▶ [EXTRAIT DU DOCUMENT]:
══════════════════════════════

Parenthèse dans une vie, Chicago raconte l'amitié fusionnelle de Ramona, Jonathan et Suzanne, trois personnes qui n'avaient rien pour s'entendre mais qui passeront une année à s'aimer.
Ramona enseignera le français pour un an à l'Université de Chicago. Elle est ravie de découvrir une nouvelle ville dans laquelle elle ne connaît personne. Curieuse et avide de découvertes, elle se rend à des concerts et des événements, au cours desquels elle croise souvent le même jeune homme : timide mais absorbée par la musique, elle est fascinée par lui. Quand elle finit finalement à lui adresser la parole, alors que par pur hasard, ils se retrouvent à la même soirée étudiante, elle se renferme et ne poursuit pas l'échange. Il faudra que le hasard les mettent à nouveau dans la même pièce pour que Jonathan fasse à son tour un pas vers Ramona et lui présente sa nouvelle amie, Suzanne. Chicago nous raconte l'amitié, courte mais intense, de cette prof de français, ce garagiste et cette esthéticienne.
Une parenthèse de vie
Ils se retrouvent tous les samedis, pour faire la fête ensemble, et parcourir les rues de Chicago, cette ville aux grands espaces, entourée de lacs, qui semble exercer un charme sur Ramona. La semaine ne passe que lentement alors qu'elle ne peut s'empêcher de penser à ses deux compagnons, qu'elle les imagine se voyant sans elle pendant la semaine. Leur amitié ne fonctionne qu'à trois, et cet équilibre précaire est ce qui rend leur relation ensorcelante. "Tous les trois attendent de se revoir, le samedi suivant ; et le souvenir des deux autres, la semaine, ressemble au printemps logé secrètement dans l'hiver."

══════════════════════════════

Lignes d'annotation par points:
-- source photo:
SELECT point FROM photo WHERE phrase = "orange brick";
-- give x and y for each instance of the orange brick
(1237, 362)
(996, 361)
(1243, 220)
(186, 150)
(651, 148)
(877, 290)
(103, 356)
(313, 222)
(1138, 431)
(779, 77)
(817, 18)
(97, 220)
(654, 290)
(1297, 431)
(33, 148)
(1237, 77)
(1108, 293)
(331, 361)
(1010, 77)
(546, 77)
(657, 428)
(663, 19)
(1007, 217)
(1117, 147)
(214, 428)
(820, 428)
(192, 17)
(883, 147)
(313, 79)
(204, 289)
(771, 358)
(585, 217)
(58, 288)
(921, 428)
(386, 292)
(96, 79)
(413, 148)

══════════════════════════════

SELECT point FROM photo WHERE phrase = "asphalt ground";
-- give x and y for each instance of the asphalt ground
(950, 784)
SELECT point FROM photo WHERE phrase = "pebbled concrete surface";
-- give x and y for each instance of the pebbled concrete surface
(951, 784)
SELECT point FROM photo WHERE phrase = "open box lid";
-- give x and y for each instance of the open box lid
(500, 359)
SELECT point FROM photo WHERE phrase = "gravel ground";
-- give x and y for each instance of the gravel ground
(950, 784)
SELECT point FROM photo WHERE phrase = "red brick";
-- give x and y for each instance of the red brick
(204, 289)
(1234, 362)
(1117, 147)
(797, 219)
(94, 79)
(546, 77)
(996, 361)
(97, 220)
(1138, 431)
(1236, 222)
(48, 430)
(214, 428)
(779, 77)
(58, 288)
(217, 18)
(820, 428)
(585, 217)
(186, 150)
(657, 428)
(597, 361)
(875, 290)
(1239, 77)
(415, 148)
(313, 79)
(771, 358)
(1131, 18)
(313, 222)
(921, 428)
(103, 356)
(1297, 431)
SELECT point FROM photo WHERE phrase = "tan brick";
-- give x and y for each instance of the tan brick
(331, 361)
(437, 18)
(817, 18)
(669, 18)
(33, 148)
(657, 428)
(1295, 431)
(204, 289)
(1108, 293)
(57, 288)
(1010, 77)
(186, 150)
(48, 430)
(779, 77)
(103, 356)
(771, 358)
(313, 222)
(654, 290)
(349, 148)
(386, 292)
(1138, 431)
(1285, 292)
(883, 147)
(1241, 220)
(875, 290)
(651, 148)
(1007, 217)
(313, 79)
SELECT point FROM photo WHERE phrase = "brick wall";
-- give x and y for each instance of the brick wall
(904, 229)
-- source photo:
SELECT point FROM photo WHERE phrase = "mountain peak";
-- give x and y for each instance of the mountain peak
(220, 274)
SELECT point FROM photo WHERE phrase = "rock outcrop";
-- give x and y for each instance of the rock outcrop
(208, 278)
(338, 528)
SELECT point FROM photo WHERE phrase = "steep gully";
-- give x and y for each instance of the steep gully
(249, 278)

══════════════════════════════

▶ [TÂCHE À RÉALISER]: D'après l'extrait du document, quel jour de la semaine les trois amis se retrouvent-ils ?

▶ [CORRIGÉ DE L'EXERCICE]: Ils se retrouvent tous les samedis.